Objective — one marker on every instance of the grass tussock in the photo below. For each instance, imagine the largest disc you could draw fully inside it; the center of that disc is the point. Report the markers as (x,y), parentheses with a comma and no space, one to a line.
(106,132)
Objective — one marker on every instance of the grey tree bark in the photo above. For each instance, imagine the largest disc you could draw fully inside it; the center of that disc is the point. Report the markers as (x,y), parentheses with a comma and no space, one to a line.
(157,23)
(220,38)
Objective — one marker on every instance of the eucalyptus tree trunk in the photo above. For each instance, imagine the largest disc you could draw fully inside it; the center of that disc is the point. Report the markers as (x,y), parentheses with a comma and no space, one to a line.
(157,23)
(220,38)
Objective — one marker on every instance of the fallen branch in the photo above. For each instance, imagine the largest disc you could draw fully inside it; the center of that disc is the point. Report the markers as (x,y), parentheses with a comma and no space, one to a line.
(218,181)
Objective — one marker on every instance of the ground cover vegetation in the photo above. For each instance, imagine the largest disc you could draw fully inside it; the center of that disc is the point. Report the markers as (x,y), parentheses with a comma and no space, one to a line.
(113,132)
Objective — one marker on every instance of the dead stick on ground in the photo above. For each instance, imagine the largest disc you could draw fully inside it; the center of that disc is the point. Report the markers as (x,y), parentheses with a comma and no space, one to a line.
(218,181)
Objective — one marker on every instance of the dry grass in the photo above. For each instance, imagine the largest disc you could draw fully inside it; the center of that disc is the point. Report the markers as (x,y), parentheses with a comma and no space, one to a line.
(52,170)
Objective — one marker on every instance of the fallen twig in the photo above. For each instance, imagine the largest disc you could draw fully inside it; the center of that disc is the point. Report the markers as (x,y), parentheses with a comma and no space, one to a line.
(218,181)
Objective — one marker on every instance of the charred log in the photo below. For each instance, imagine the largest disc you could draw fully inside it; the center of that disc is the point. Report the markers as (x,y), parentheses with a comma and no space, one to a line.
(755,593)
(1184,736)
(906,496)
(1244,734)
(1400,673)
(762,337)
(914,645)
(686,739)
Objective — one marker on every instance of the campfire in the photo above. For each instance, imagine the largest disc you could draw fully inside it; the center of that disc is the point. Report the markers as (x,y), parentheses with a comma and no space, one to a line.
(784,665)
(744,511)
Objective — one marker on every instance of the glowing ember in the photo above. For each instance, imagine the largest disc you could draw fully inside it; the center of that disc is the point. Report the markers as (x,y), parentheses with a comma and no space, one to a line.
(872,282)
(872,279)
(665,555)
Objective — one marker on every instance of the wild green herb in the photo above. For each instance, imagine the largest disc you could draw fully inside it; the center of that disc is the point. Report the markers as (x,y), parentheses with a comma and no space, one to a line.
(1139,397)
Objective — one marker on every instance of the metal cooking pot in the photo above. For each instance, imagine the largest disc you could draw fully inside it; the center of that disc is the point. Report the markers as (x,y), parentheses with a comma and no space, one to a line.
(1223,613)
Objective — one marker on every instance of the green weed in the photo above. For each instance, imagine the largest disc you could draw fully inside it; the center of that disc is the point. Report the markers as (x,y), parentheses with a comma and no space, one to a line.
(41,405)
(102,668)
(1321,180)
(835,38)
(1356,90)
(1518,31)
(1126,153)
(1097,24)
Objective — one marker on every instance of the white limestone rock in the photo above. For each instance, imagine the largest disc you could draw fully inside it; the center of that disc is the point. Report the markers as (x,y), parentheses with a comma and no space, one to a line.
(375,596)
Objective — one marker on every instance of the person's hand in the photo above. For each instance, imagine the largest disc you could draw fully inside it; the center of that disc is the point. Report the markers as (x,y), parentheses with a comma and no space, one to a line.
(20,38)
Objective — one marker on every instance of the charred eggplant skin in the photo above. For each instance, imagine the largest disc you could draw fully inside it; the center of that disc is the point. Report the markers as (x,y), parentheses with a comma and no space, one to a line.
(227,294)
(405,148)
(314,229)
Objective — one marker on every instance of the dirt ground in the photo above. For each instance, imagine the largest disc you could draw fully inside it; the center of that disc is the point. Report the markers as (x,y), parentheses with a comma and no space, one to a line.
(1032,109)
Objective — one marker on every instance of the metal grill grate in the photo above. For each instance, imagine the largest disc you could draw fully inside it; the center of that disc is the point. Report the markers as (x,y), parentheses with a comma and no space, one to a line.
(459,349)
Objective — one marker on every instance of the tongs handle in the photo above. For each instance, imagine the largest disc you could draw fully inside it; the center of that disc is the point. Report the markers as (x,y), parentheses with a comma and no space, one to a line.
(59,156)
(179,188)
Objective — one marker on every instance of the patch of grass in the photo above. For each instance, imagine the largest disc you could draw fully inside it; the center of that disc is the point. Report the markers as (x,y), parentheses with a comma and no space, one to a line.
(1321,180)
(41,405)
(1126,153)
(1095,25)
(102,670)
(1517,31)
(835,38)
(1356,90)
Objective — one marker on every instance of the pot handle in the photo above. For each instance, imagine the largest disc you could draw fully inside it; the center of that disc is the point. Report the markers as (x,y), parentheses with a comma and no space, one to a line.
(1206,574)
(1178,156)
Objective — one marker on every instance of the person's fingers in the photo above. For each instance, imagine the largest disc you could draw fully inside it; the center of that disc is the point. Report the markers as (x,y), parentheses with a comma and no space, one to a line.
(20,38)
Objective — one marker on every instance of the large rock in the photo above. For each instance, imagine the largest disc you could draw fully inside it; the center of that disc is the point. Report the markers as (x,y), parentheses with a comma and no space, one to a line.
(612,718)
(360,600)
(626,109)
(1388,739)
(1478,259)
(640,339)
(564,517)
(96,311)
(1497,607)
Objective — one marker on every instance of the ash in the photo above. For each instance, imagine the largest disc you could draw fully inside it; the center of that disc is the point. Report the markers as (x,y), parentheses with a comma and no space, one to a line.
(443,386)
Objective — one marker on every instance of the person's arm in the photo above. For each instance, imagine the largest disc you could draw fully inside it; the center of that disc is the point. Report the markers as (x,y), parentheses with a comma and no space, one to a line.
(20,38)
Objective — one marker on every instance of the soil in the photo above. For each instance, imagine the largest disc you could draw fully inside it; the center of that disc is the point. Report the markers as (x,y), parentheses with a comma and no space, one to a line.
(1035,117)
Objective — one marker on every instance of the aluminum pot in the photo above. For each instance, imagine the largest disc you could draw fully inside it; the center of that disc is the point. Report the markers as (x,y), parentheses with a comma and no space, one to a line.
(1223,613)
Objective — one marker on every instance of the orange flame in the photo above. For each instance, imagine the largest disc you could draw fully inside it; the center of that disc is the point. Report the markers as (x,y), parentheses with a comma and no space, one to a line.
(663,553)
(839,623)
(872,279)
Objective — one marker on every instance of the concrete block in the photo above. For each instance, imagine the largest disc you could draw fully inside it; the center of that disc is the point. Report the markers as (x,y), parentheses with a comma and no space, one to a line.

※

▶ _Task brief_
Each entry above is to be repeated exactly as it appears.

▶ _Exercise response_
Objective — one marker on every instance of the grass tussock in the photo below. For each instance, imagine the largest disc you could draw fully inside it; the center of that disc is the point. Report the markers as (x,y), parentheses with a comma and no space, one to a line.
(106,132)
Objective — one marker on every instance of the grey tree bark in the photo above. For each instance, imagine the largest disc you could draw fully inside it; the center of that disc is the point. Report the markers as (x,y), parentheses with a comma and no space, one to a line.
(157,23)
(220,38)
Objective — one marker on every instance of the eucalyptus tree trunk in the photo above. For each instance, imagine the largest disc you could draw fully inside it; the center of that disc is the point. Report the markers as (x,y), parentheses with a comma and no space, one to a line.
(157,23)
(220,38)
Objective — one marker on every instance of the fallen branch in the photo above. For each instance, imagine the largest disc you could draw fully inside it; the center of that disc is the point. Report the markers as (x,y), parentheses with a comma and no space, one to a line.
(218,181)
Objective — one marker on every instance of the ground cover vegetation in the photo above. For each instance, imagine the largest disc you could draw fully inside it; the center of that disc is the point. Report the markers as (x,y), parentheses with a comma and no space, one to a line.
(113,132)
Objective — one marker on every instance of the dead stick on ground in the photo above. For each instance, imagine the largest disc you could draw fully inside it; the center of that disc is the point. Report the markers as (x,y), parentheses with a comma and no space, one to a line.
(218,181)
Objective — one marker on every instance of the dry grass in the photo above. For each instance, imagine the largest disc you could draw fully inside it; the center of that disc is the point. Report the markers as (x,y), parentheses with a comma and no space, one to a line.
(52,170)
Objective — one marker on every instance of the fallen twig in the photo above. For each instance, imagine the largest disc you could draw fully inside it; the center of that disc is the point. Report the markers as (x,y), parentheses with a comma and no space, one to a line.
(218,181)
Objective — one marker on every instance of the charred log in the photo below. For each instance, imagine the largest disc you could draw fully inside it; the center of that disc is the point. Report the markers as (x,y), parentheses with a comma and no space, one to a line.
(755,593)
(1184,736)
(906,496)
(1244,734)
(1400,673)
(762,337)
(914,645)
(686,739)
Objective — one marker on every instance of the campfire in the photo above. For each instance, imagine the largest disc you could draw fully inside it; the center of that disc is the point. Report the markers as (x,y), parentheses with a comma and no space, one to a line.
(784,665)
(744,511)
Objective — one marker on every instance of the glowing ember in the photo above. For each instance, imagine the largest disc you could draw fully inside it; the center of that disc is the point. Report the markers as (x,y), parentheses with a comma and no space, one to a line.
(872,282)
(872,279)
(665,555)
Objective — one marker on every instance of the wild green herb in the photo above. For each instance, imagine the largest disc you could draw fully inside it; the center of that disc is the point. Report the markers as (x,y), parentheses with a comma and no space, one to a line.
(1139,397)
Objective — one marker on every instance of the metal cooking pot in the photo above. For each instance, imagine the largest disc you could draw fully inside it; the center of that disc is the point. Report the markers as (x,y), parentheses with a comma and no space, one to a line.
(1223,613)
Objective — one marker on every instance of the green weed in the photo above. For each instance, imagine the largest disc you could draw fully inside it; the center of that disc is the point. Report the markers as (x,y), parentheses with a comma and no space, one to a line.
(41,405)
(102,668)
(1321,180)
(835,38)
(1356,90)
(1518,31)
(1126,153)
(1097,24)
Objective — one marker on every instance of the white limestone rock in the photo above. For each instance, imagine the largest disc you could draw fully inside it; the center of that disc is the point. Report the markers as (x,y), parentheses with a comma and no space, one to a line.
(375,596)
Objective — one marker on every instance of the person's hand in the photo above. For each instance, imagine the largest disc you could draw fully inside it; the center of that disc is the point. Report the markers as (x,y), parentheses with a comma and no space, one to a line.
(20,38)
Objective — one marker on every instance of the charred eggplant skin in the photo above. For each instance, imagine the largest disc you could draw fully inside it; the center of that disc is the point. Report the markers as (x,y), parentheses with a comma and no space, one to a line.
(227,294)
(405,148)
(314,229)
Objective — one marker on every instance of the dirt ground in the photo above. For each instance, imagine the largest disc you could draw fully inside it; the center of that disc is the point. Report the markers as (x,y), parentheses with a comma and no space, one to a line.
(1032,109)
Objective — one marker on every instance of the metal grill grate in the photo above. For each instance, imagine the largest disc you could draw fully inside it; the center of that disc is the point. Report the markers as (x,y), parentheses with a comma and no space, one to a line.
(459,349)
Objective — one marker on every instance of the tongs handle in the photo above. For each instance, imagine the largest disc you could draw fully inside it; the center of that disc is the point. Report the markers as (x,y), parentheses with a comma and no space, one to a line.
(59,156)
(179,188)
Objective — one marker on every instance of the patch of grass in the photo above. For each instance, imagine the largest disc you could draw fully inside it; the center of that disc is the point. Report the markers as (x,y), parentheses with a comma and no space, one to a line.
(1321,180)
(41,405)
(1126,153)
(1095,25)
(102,670)
(1517,31)
(835,38)
(1356,90)
Objective — one marker on every instance of the pot handle in the photo above. For each instance, imagine the largest disc you could draw fully inside it; the center of that disc is the point. Report the markers as (x,y), parentheses with a comma and no space, one to a line.
(1206,574)
(1178,156)
Objective — one marker on every instance of the person's fingers in the photo above. For each instance, imagine the largest disc you could draw fully inside it; the center of that disc is the point. Report the markers as (x,y), parentheses with a comma and no space, one to a line.
(20,38)
Objective — one marker on every instance of the large rock in the photo above. For each instance, imagine the largest disc you could draw fully inside it; the center of that disc is the point. Report the markers as (x,y), parentheses with a comma and no space, one to a line.
(612,718)
(360,600)
(626,109)
(1388,739)
(1478,259)
(640,339)
(564,517)
(96,311)
(1497,607)
Objective — one marker on every instance of the ash in the photo above. For each instance, imagine the largest disc you could draw fully inside it; the center of that disc is the point. Report the markers as (x,y), parentheses with a comma and no space, one to a line.
(443,386)
Objective — one marker on every instance of the person's arm in the photo above. For each instance, imagine the largest disc you could draw fully inside it; the center of that disc is the point. Report the markers as (x,y), parentheses with a comma and no space, one to a line.
(20,38)
Objective — one marker on every instance of the soil in the photo above. For each instance, imagine the largest disc you could draw fully inside it; the center of that disc is the point. Report the markers as (x,y), parentheses with a comma and no space, one to a line.
(1035,117)
Objective — one marker on every instance of the aluminum pot in the photo above. For each instance, imagine the largest disc you could draw fully inside it; the center of that disc is the point. Report the markers as (x,y), parentheses with a comma and no space, one to a line.
(1223,613)
Objective — one marker on every instance of the orange flame in the photo above. For each instance, imagine the largest disc you could draw fully inside it; the center of that disc is the point. Report the markers as (x,y), parentheses with a comma and no space, one to a line.
(663,553)
(839,623)
(872,279)
Objective — one marker on every instance of the concrete block in the photo above. For each instance, imagine the largest disc you could draw fully inside it; the center of that disc is the point. Report the markers as (x,y), parentheses with a comma and no space, one to a line.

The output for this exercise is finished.